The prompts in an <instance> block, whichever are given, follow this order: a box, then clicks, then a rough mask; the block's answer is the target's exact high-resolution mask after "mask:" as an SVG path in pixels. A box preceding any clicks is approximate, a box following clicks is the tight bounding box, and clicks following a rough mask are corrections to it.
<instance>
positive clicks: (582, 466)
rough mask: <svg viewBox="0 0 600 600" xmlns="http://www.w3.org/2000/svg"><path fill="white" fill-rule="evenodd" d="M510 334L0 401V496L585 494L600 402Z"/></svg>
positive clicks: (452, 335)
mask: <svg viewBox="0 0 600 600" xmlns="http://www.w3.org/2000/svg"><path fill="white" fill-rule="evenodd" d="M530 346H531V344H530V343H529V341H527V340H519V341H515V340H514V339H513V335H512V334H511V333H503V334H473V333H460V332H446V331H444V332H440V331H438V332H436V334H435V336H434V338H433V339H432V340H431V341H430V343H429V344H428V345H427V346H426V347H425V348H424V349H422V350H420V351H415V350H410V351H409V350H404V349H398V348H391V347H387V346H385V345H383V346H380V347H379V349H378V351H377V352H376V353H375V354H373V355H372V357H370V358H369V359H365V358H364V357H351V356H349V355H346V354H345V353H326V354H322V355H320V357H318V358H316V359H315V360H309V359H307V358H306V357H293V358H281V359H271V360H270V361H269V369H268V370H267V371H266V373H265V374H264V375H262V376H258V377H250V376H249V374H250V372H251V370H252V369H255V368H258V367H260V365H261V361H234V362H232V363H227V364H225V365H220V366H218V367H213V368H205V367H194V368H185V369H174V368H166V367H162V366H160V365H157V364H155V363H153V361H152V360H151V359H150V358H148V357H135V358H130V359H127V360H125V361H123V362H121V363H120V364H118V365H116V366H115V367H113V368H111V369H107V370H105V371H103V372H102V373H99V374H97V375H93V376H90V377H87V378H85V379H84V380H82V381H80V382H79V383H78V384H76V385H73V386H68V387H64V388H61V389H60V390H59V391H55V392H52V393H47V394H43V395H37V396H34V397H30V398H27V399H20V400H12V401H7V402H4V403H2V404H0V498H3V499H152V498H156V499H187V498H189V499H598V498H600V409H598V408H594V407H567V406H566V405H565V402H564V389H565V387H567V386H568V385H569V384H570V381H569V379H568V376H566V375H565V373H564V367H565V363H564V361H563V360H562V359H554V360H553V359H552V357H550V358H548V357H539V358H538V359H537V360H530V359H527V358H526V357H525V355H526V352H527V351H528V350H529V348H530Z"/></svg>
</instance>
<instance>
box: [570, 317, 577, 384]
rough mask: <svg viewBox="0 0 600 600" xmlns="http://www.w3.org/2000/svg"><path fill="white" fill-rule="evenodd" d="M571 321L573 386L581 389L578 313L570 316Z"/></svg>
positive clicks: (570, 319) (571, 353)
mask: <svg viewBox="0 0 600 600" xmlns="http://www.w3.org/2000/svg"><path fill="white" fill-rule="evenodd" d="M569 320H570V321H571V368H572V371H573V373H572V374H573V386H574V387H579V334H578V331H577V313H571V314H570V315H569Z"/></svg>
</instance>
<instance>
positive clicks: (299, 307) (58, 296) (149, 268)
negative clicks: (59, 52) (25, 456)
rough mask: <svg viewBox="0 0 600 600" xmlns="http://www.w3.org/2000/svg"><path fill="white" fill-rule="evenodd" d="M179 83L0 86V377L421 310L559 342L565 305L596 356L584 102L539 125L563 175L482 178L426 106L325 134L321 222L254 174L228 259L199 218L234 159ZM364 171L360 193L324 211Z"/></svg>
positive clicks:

# [YOUR OBJECTIVE]
Without any change, write the listing out again.

# [OUTPUT]
The prompts in an <instance> block, whichever are given, follow this order: a box, then clicks, then a rough mask; the block's answer is the target's exact high-resolution mask after "mask:" as an SVG path in pixels. A box preceding any clicks is approximate, a box following clicks is the tight bounding box, and clicks following a rough mask are corrections to it.
<instance>
positive clicks: (582, 466)
rough mask: <svg viewBox="0 0 600 600" xmlns="http://www.w3.org/2000/svg"><path fill="white" fill-rule="evenodd" d="M510 334L0 401V496L585 494L600 402Z"/></svg>
positive clicks: (452, 335)
mask: <svg viewBox="0 0 600 600" xmlns="http://www.w3.org/2000/svg"><path fill="white" fill-rule="evenodd" d="M530 346H531V344H530V343H529V341H527V340H519V341H515V340H514V339H513V335H512V334H511V333H503V334H473V333H460V332H446V331H444V332H440V331H438V332H436V334H435V336H434V338H433V339H432V340H431V341H430V343H429V344H428V345H427V346H426V347H425V348H424V349H422V350H420V351H415V350H410V351H409V350H404V349H398V348H391V347H387V346H385V345H383V346H380V347H379V349H378V351H377V352H376V353H375V354H373V355H372V357H370V358H369V359H365V358H364V357H351V356H349V355H346V354H345V353H326V354H322V355H320V357H318V358H316V359H315V360H309V359H307V358H306V357H293V358H281V359H271V360H270V361H269V369H268V370H267V371H266V373H265V374H264V375H262V376H258V377H250V376H249V374H250V372H251V370H252V369H255V368H258V367H260V365H261V361H234V362H232V363H227V364H225V365H220V366H218V367H213V368H205V367H194V368H185V369H174V368H166V367H162V366H160V365H157V364H155V363H153V361H152V360H151V359H150V358H148V357H135V358H130V359H127V360H125V361H123V362H121V363H120V364H118V365H116V366H115V367H113V368H111V369H107V370H105V371H103V372H102V373H99V374H97V375H93V376H90V377H87V378H85V379H84V380H82V381H80V382H79V383H78V384H76V385H73V386H68V387H64V388H61V389H60V390H59V391H55V392H52V393H47V394H43V395H37V396H34V397H30V398H27V399H20V400H12V401H7V402H4V403H2V404H0V498H3V499H152V498H156V499H187V498H189V499H598V498H600V409H598V408H594V407H567V406H566V405H565V402H564V389H565V387H567V386H568V385H569V384H570V381H569V379H568V376H566V375H565V373H564V367H565V363H564V361H563V360H562V359H554V360H553V359H552V357H550V358H548V357H539V358H538V359H537V360H530V359H527V358H526V357H525V355H526V352H527V351H528V350H529V348H530Z"/></svg>
</instance>
<instance>
box: [570, 317, 577, 384]
rough mask: <svg viewBox="0 0 600 600" xmlns="http://www.w3.org/2000/svg"><path fill="white" fill-rule="evenodd" d="M571 321L573 386L581 389L578 313L570 316Z"/></svg>
positive clicks: (570, 319) (571, 353)
mask: <svg viewBox="0 0 600 600" xmlns="http://www.w3.org/2000/svg"><path fill="white" fill-rule="evenodd" d="M569 320H570V321H571V368H572V371H573V373H572V374H573V386H574V387H579V334H578V331H577V313H571V314H570V315H569Z"/></svg>
</instance>
<instance>
positive clicks: (299, 307) (58, 296) (149, 268)
negative clicks: (59, 52) (25, 456)
rough mask: <svg viewBox="0 0 600 600" xmlns="http://www.w3.org/2000/svg"><path fill="white" fill-rule="evenodd" d="M179 83L0 86V377L421 310L559 342L565 305L596 356L584 102L539 125L563 175L482 178L426 106L325 134L321 222L254 174L228 259L199 218L234 159ZM364 171L360 193L324 211Z"/></svg>
positive clicks:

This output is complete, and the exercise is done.